%%

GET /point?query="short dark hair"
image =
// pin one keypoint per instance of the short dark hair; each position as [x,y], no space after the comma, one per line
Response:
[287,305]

%%
%%

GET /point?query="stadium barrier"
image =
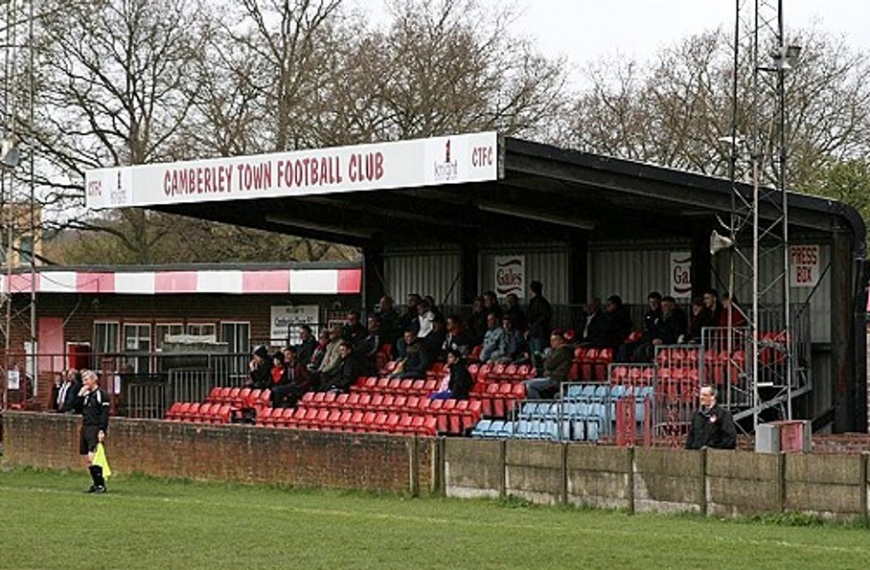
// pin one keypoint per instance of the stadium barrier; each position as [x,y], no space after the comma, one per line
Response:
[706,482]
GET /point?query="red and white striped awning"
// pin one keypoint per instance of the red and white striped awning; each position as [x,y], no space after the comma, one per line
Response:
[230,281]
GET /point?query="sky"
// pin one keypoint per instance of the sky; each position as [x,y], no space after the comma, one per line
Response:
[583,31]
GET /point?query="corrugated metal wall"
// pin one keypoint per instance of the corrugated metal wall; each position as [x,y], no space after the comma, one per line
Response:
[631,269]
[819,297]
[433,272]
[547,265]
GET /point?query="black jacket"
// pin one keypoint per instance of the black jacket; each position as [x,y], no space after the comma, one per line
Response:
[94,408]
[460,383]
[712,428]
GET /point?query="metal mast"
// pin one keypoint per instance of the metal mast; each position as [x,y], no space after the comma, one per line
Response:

%%

Brief: Could you tally the lines in these records that contain the word "striped" and give only the result?

Completed exercise: 2